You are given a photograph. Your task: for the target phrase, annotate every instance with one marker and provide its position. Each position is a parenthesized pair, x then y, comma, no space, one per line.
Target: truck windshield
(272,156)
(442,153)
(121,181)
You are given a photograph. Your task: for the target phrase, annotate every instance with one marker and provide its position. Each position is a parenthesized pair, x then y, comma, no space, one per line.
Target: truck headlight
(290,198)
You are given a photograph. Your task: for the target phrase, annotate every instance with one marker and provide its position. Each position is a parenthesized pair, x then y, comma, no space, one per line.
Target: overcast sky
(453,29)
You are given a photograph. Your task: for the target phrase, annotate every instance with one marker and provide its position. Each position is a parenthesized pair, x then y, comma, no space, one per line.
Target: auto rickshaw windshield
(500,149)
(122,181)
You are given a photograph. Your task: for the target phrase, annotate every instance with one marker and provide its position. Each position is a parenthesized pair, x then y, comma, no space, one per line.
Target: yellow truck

● ● ●

*YOUR OBJECTIVE*
Copy out all the items above, changing every "windshield" to "windscreen" and keeping everything else the same.

*CORRECT RESULT*
You are given a photograph. Your task: for the target phrase, annotate every instance with one marker and provide its position. Each position is a parenthesized pair, x then y, comma, no space, one per line.
Target: truck windscreen
(272,156)
(442,153)
(121,181)
You are given a photograph. Your task: for the target phrase, annotate every instance with one marker and provide its position. Each position is a parenthesized pair, x then y, comma, no space, one per line.
Target: truck headlight
(290,198)
You are given a photograph. Your task: for the target phrase, annotate every instance with one marker and provide its position. Each position is a parenthesized pair, x then y, comma, no space, one per line.
Target: overcast sky
(453,29)
You are given a photograph. Your task: for the target phrase, annotate every instance with one marker and provide its position. Each position is a parenthesized pair, x then y, comma, no space, one per line.
Target: auto rickshaw windscreen
(500,149)
(122,181)
You are given a photograph. Your task: for the target phrase, annotate every instance with one marker and provide its position. Each position is a parenthesized pair, x then y, comma, no space, one per line.
Target: yellow truck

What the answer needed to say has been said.